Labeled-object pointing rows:
--- Begin ---

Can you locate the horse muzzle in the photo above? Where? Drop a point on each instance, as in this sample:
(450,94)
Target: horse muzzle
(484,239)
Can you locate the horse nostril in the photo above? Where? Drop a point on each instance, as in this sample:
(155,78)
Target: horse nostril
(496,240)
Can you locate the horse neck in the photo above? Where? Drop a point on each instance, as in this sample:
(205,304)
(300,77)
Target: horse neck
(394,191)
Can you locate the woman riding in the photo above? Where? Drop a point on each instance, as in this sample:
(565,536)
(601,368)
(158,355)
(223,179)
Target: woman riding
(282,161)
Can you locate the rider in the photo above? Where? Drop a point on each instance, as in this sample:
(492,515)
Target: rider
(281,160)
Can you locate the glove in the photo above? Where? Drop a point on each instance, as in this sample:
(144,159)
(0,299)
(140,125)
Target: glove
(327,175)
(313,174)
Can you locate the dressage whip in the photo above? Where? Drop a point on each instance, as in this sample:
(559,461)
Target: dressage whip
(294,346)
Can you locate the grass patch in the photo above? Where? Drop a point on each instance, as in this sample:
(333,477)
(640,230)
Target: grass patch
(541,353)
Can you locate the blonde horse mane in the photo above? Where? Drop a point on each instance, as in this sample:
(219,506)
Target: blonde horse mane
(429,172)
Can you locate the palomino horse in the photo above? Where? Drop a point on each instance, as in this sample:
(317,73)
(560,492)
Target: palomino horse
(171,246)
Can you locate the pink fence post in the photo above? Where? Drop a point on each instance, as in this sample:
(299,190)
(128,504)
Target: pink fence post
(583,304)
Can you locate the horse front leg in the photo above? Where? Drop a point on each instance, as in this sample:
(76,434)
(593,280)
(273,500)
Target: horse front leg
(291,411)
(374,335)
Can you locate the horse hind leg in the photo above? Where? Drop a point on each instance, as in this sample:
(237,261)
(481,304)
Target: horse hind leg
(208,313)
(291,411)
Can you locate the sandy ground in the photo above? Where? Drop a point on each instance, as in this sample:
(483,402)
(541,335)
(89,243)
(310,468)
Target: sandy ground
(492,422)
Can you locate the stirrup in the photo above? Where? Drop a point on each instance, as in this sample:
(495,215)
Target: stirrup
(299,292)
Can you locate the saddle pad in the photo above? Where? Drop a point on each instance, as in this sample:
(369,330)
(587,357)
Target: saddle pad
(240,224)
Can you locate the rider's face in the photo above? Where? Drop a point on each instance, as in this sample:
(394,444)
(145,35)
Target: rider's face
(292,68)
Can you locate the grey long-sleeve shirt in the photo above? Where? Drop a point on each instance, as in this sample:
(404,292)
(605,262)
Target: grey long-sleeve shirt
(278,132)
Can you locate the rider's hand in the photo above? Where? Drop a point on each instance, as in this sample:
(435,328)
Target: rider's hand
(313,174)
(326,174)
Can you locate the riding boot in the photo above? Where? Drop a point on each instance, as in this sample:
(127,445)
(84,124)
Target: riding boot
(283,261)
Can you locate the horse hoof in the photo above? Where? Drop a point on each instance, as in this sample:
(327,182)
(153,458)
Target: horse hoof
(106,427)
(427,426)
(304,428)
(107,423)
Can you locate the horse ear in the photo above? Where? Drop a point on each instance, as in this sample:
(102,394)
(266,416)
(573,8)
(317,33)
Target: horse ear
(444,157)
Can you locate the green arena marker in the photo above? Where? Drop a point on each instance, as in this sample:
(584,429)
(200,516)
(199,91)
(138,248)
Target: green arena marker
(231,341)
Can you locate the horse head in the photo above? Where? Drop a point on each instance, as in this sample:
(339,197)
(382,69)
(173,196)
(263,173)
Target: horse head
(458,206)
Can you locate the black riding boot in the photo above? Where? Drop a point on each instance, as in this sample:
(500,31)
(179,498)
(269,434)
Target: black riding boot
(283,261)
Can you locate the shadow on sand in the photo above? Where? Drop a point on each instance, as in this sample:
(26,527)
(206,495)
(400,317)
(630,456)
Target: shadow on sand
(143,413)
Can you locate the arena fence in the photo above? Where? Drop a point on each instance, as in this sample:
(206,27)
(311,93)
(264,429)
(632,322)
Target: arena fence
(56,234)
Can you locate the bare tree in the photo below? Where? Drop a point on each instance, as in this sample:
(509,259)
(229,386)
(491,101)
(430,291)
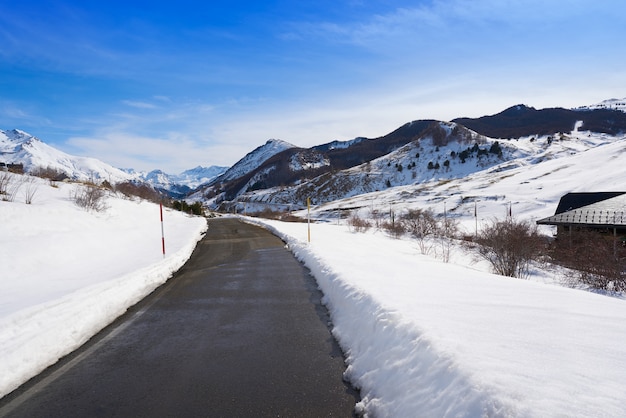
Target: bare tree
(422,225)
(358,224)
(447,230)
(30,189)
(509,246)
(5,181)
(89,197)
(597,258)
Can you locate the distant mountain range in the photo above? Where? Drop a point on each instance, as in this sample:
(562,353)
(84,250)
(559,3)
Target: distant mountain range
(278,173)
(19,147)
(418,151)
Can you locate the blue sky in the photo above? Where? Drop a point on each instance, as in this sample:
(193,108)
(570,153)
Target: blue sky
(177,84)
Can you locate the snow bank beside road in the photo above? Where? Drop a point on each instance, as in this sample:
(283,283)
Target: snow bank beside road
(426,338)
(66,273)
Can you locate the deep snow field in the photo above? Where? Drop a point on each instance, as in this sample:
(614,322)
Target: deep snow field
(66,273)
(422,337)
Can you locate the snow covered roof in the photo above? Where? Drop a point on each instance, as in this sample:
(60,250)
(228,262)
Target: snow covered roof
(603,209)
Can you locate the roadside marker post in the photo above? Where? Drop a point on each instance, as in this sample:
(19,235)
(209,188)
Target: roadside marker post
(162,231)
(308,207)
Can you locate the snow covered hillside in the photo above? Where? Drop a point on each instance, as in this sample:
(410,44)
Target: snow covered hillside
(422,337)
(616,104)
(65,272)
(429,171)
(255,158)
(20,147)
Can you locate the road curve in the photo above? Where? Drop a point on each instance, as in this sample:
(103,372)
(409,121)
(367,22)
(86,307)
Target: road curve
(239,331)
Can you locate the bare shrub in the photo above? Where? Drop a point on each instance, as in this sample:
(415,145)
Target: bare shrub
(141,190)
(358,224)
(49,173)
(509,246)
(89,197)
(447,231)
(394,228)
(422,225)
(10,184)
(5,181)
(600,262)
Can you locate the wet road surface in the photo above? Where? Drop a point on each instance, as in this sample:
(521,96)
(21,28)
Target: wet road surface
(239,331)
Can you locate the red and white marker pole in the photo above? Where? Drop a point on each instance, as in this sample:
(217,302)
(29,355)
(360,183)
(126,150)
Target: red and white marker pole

--- End ---
--- Begin ---

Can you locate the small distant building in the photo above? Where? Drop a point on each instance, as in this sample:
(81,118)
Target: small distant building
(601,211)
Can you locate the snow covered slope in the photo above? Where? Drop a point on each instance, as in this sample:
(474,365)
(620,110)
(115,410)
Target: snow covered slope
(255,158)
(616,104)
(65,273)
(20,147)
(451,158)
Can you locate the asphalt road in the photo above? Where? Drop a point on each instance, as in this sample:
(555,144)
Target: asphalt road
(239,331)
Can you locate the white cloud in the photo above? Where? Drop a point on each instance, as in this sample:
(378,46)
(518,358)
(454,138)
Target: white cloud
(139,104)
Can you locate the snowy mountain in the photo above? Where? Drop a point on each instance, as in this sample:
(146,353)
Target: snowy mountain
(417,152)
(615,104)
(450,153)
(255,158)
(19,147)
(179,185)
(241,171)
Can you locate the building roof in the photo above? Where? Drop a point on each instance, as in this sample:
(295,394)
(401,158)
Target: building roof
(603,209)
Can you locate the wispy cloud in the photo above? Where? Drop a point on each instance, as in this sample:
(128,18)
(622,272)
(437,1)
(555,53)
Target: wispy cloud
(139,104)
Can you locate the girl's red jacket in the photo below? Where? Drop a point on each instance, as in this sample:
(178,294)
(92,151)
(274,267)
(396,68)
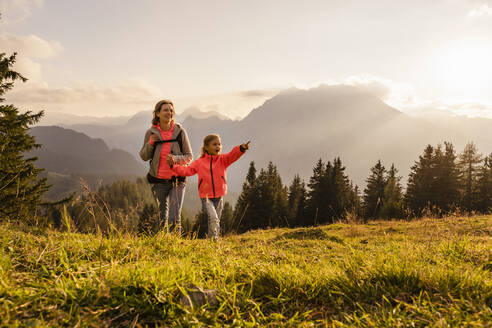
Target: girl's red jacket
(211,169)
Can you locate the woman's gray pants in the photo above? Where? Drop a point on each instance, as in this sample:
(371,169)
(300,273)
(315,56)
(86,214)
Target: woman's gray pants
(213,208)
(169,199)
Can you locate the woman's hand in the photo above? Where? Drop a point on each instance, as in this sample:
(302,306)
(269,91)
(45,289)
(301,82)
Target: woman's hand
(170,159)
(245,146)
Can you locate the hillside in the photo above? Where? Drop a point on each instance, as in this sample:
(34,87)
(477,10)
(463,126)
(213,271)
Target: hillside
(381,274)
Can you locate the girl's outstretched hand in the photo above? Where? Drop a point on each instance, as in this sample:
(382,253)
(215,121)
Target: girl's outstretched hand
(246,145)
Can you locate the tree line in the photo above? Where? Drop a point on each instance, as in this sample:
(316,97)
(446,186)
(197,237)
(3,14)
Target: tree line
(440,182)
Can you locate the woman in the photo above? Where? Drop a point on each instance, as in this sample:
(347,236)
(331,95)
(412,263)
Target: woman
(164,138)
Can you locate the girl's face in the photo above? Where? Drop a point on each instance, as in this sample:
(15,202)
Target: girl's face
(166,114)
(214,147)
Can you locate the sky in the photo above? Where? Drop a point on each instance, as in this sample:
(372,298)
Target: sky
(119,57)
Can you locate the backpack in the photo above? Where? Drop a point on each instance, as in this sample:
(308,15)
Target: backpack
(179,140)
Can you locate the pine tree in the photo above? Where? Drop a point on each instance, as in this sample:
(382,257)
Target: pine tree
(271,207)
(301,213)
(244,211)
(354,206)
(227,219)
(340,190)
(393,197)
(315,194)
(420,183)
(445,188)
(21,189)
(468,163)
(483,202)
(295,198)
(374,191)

--- End ---

Copy out the rows between the line holding "Can you locate the snow bank" and the line holding "Target: red and white marker pole", inclusive, leaving each request and its sample points unchanged. Scale every answer coordinate by 1.8 and round it to a whole number, with halves rounding up.

§ Task result
Can you locate the snow bank beside road in the photo above? Where? Drop a point on each instance, as in this sample:
(283,283)
Target: snow bank beside road
(767,608)
(119,491)
Can you locate the deep snow field in the photo above? Where? Drop a point on each instance, as in this sample:
(614,322)
Target: deep snow field
(119,491)
(760,607)
Can you locate the snow covered roof in the photo above? Where? Drop a point on each instance, as in this sample:
(60,250)
(228,262)
Target: snow covered roof
(1085,376)
Can you locate the roadside marker post in the photo above? Where? Drop a point on each instance, as in this sample:
(19,235)
(209,188)
Target: roadside marker post
(292,416)
(554,373)
Can you locate the snow covered hillside in the photo above? Where? Drop a point on each instance, as in this sample:
(410,44)
Target: snow covered hillside
(760,607)
(1109,187)
(117,490)
(772,308)
(459,284)
(36,265)
Can you locate the road curve in the photo above? Where? Drop a point on each instance, as in this sample:
(103,372)
(409,121)
(367,22)
(86,307)
Target: road curve
(430,596)
Can you locate the bare shrub in the photo above? Where? Drop a point on each instance, as in this sample:
(415,145)
Target: bare shrub
(254,342)
(644,403)
(88,311)
(916,443)
(160,355)
(805,416)
(709,410)
(760,405)
(18,331)
(9,326)
(1080,472)
Can you locate the wet road surface in the photo above? Where? Drop a point on each instance, as in this sample:
(521,96)
(21,28)
Target: wet road surface
(430,596)
Can you locate the red and white marker pole in the photo above? Where? Drop a point on each instance, as in this sample:
(217,302)
(29,355)
(360,183)
(126,150)
Target: red and white marker pole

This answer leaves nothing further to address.